▶ _Set problem_
Quote the lines of the records verbatim, starting with the line that contains "target: utility pole" and ending after the line that contains "48 305 L 52".

Labeled outline entries
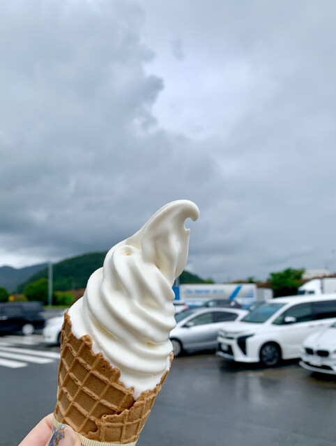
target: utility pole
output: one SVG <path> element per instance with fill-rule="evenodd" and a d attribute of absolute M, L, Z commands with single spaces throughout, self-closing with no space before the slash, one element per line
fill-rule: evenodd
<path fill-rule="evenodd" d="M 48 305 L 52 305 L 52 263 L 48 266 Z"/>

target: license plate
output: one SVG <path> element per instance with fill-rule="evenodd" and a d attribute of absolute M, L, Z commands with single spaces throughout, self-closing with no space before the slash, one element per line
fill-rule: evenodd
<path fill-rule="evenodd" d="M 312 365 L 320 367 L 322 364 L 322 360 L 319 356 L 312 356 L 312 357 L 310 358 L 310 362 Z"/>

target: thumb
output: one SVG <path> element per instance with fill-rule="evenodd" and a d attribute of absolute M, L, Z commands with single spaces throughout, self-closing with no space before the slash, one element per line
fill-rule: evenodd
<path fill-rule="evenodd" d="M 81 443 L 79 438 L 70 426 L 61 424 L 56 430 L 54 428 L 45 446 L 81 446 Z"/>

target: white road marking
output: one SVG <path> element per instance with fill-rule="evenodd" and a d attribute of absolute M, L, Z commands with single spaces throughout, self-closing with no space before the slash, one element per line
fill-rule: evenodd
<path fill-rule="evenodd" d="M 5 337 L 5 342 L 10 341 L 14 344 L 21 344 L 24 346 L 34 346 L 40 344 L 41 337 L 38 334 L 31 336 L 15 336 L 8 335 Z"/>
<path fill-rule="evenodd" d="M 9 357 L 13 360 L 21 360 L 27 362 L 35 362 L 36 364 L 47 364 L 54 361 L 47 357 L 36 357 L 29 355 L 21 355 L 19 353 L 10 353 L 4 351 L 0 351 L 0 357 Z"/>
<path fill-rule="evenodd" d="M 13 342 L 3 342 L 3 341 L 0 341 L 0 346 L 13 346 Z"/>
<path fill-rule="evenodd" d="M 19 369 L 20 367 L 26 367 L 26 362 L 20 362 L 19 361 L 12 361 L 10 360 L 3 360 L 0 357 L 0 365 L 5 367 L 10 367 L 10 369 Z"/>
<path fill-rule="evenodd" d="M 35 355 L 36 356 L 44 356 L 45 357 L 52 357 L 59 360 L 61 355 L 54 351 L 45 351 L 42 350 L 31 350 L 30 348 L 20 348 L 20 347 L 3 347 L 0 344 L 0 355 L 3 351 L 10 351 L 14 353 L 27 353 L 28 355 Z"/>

--

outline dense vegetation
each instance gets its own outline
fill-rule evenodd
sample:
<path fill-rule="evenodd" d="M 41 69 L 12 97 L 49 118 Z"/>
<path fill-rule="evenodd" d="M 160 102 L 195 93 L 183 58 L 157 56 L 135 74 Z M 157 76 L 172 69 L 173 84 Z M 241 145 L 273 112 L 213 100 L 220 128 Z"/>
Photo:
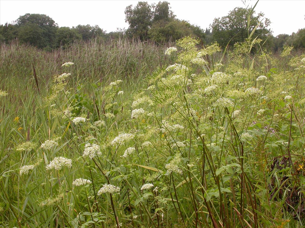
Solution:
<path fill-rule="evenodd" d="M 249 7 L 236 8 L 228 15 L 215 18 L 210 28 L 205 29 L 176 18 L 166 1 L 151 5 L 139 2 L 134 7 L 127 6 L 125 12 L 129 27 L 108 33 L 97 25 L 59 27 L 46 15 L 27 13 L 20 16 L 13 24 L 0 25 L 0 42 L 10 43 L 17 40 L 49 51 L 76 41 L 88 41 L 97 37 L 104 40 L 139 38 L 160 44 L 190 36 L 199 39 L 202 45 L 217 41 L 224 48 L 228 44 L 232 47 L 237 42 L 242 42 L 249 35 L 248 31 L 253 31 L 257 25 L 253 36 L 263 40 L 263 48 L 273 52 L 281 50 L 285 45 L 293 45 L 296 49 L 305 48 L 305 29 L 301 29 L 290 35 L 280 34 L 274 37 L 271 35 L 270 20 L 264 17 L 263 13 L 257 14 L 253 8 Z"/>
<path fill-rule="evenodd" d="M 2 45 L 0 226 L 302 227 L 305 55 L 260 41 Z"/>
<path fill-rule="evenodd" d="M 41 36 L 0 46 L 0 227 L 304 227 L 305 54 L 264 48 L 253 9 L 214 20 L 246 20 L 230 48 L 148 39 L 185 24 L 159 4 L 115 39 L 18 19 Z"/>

▶ _The solution_
target: utility pole
output: one SVG <path> element per instance with fill-rule="evenodd" and a d attribute of absolute M, L, Z commands with single spaces throughout, self-closing with no space before the slash, one element per line
fill-rule: evenodd
<path fill-rule="evenodd" d="M 48 305 L 52 305 L 52 263 L 48 266 Z"/>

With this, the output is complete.